Input data:

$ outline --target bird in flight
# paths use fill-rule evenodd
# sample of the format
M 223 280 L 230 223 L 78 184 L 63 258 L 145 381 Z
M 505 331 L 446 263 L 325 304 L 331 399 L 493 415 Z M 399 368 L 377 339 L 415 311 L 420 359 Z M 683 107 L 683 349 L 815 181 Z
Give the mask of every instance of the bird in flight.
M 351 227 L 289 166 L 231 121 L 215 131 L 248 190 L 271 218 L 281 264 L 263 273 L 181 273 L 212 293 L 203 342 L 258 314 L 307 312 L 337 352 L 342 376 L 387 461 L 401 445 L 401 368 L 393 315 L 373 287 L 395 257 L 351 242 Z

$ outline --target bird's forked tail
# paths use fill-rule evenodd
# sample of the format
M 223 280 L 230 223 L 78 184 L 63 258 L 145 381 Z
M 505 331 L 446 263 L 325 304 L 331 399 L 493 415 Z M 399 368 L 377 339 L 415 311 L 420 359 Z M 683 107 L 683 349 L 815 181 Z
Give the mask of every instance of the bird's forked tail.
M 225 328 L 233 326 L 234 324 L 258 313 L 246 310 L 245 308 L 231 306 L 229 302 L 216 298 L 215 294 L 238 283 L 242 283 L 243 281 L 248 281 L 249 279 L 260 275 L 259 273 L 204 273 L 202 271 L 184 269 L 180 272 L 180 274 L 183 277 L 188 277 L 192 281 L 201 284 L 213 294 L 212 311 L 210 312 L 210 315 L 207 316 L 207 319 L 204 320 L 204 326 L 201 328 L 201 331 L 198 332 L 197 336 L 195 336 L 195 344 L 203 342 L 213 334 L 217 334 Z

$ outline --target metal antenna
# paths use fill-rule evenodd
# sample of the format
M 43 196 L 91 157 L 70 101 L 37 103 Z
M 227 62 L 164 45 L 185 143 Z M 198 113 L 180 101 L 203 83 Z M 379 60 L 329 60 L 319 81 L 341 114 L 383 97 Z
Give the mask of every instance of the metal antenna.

Problem to work on:
Reproduce all of the records above, swapping "evenodd" for "nonzero" wherever it appears and leaving everything else unchanged.

The answer:
$ outline --target bird in flight
# paths use fill-rule nonzero
# sample of the format
M 223 280 L 230 223 L 78 184 L 63 258 L 145 381 Z
M 505 331 L 446 263 L 325 304 L 331 399 L 493 415 Z M 399 368 L 377 339 L 415 311 L 420 359 Z M 683 107 L 683 349 L 815 181 Z
Give the mask of every instance of the bird in flight.
M 351 227 L 289 166 L 231 121 L 215 131 L 248 190 L 271 218 L 281 264 L 263 273 L 181 273 L 212 293 L 203 342 L 258 314 L 307 312 L 337 352 L 342 376 L 387 461 L 401 445 L 401 368 L 393 315 L 373 287 L 395 257 L 351 242 Z

$ outline --target bird's forked tail
# paths use fill-rule nonzero
# sample of the format
M 223 280 L 230 223 L 78 184 L 63 258 L 145 381 Z
M 505 331 L 446 263 L 325 304 L 331 399 L 493 415 Z M 399 368 L 377 339 L 415 311 L 420 359 Z M 683 107 L 683 349 L 815 181 Z
Give the mask of every instance of the bird's forked tail.
M 225 328 L 233 326 L 234 324 L 258 313 L 246 310 L 245 308 L 231 306 L 229 302 L 216 298 L 215 294 L 238 283 L 242 283 L 243 281 L 248 281 L 249 279 L 260 275 L 259 273 L 204 273 L 202 271 L 184 269 L 180 272 L 180 274 L 183 277 L 188 277 L 192 281 L 201 284 L 213 294 L 212 311 L 210 312 L 210 315 L 207 316 L 207 319 L 204 320 L 204 326 L 201 328 L 201 331 L 198 332 L 197 336 L 195 336 L 195 344 L 203 342 L 213 334 L 217 334 Z

$ outline --target metal antenna
# paths use fill-rule nonzero
# sample of the format
M 43 196 L 91 157 L 70 101 L 37 103 Z
M 227 62 L 164 45 L 185 143 Z M 198 113 L 180 101 L 203 83 Z M 379 60 L 329 60 L 319 81 L 341 114 L 383 97 Z
Give the mask of every instance of the metal antenna.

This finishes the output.